2025-11-22 12:00:00 - INFO: 2 mesh neighbors detected
2025-11-22 12:00:00 - INFO: Gateway mode: client
2025-11-22 12:05:00 - WARNING: USB storage usage at 85%
2025-11-22 12:10:00 - ERROR: No mesh neighbors detected (expected 2 for 3-node mesh)

Viewing Logs¶

# Last 50 lines
make monitoring-logs NODE=1

# Follow logs in real-time
ssh root@10.11.12.1
tail -f /x00/monitoring/logs/mesh-health.log

Data Storage¶

Storage Layout¶

/x00/monitoring/
├── collectd/
│   └── rrd/              # RRD database files (time-series data)
│       ├── cpu-0/
│       ├── memory/
│       ├── interface-bat0/
│       └── ...
├── vnstat/               # vnStat database
│   ├── bat0
│   ├── br-lan
│   └── wlan0
└── logs/                 # Health check logs
    └── mesh-health.log

Data Retention¶

RRD Files: 1200 rows per RRA (configurable)
30-second intervals = ~10 hours of detailed data
Automatically aggregates to longer intervals
1 year of historical trends
Health Logs: 30 days (auto-rotated)
vnStat Database: Unlimited (until disk full)

Disk Usage¶

Typical disk usage after 30 days:

Collectd RRD files: ~50-100MB
vnStat database: ~5-10MB
Health logs: ~1-5MB
Total: ~100MB per node

Performance Impact¶

Resource Usage¶

Typical resource consumption per node:

CPU: < 1% average
Memory: ~10-15MB RSS
Disk I/O: Minimal (5-minute write interval)
Network: Negligible (ping monitoring only)

Optimization Settings¶

The configuration is optimized for flash storage:

Collection Interval: 30 seconds (reduces CPU load)
Cache Flush: 5 minutes (reduces disk writes)
RRA Single: Enabled (one file per metric, reduces I/O)
Background GC: Enabled on F2FS (wear leveling)

Troubleshooting¶

Monitoring Not Working¶

# Check USB storage is mounted
mount | grep /x00

# Check services running
/etc/init.d/collectd status
/etc/init.d/vnstat status

# Restart services
/etc/init.d/collectd restart
/etc/init.d/vnstat restart

# Check logs
logread | grep collectd
logread | grep vnstat

No Data in Graphs¶

# Wait 5-10 minutes for initial data collection

# Verify RRD files exist
ls -l /x00/monitoring/collectd/rrd/

# Check collectd is collecting
/etc/init.d/collectd restart
sleep 60
ls -l /x00/monitoring/collectd/rrd/

vnStat "Unable to read database" Error¶

If you see Error: Unable to read database "/x00/monitoring/vnstat/bat0": No such file or directory:

# Stop vnStat
/etc/init.d/vnstat stop

# Ensure directory exists
mkdir -p /x00/monitoring/vnstat
chmod 755 /x00/monitoring/vnstat

# Recreate databases for existing interfaces
for iface in bat0 br-lan wlan0 wlan1; do
  if ip link show "$iface" >/dev/null 2>&1; then
    rm -f "/x00/monitoring/vnstat/$iface"

§ **To-do list**
#1 Reproduce the part of the monitoring excerpt between "30-second intervals = ~10" and "(until disk full)", inclusive.
#2 Decide whether each statement agrees with the monitoring excerpt, answering yes or no and quoting the words of the excerpt that settle it. (a) Health logs are kept for 30 days. (b) The collection interval is 60 seconds. (c) Average CPU use per node is below 1%.

§ **Record extracts**
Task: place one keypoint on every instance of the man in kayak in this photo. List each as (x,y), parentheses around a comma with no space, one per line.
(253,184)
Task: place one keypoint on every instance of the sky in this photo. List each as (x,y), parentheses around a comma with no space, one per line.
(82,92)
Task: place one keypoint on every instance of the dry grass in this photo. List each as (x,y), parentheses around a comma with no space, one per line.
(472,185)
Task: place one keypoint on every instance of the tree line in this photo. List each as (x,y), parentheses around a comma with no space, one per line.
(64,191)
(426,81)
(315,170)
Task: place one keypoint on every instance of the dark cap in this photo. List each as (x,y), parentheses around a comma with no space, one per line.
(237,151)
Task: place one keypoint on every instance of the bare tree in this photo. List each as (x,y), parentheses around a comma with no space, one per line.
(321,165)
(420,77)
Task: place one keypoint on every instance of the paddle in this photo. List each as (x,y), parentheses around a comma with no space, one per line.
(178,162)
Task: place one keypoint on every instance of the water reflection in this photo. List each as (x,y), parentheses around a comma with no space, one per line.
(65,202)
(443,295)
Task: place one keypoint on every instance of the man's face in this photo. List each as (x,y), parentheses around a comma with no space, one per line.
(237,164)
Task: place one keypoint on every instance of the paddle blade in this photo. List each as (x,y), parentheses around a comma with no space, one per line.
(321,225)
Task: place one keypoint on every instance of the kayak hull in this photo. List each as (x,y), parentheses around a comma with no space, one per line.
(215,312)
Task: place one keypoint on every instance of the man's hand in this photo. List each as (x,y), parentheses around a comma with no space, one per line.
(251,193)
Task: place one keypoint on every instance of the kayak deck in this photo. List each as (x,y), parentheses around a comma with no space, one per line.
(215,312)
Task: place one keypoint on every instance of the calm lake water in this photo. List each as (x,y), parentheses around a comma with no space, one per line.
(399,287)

§ **The results**
#1
30-second intervals = ~10 hours of detailed data
Automatically aggregates to longer intervals
1 year of historical trends
Health Logs: 30 days (auto-rotated)
vnStat Database: Unlimited (until disk full)

#2
(a) Yes: "Health Logs: 30 days (auto-rotated)"
(b) No: "Collection Interval: 30 seconds (reduces CPU load)"
(c) Yes: "CPU: < 1% average"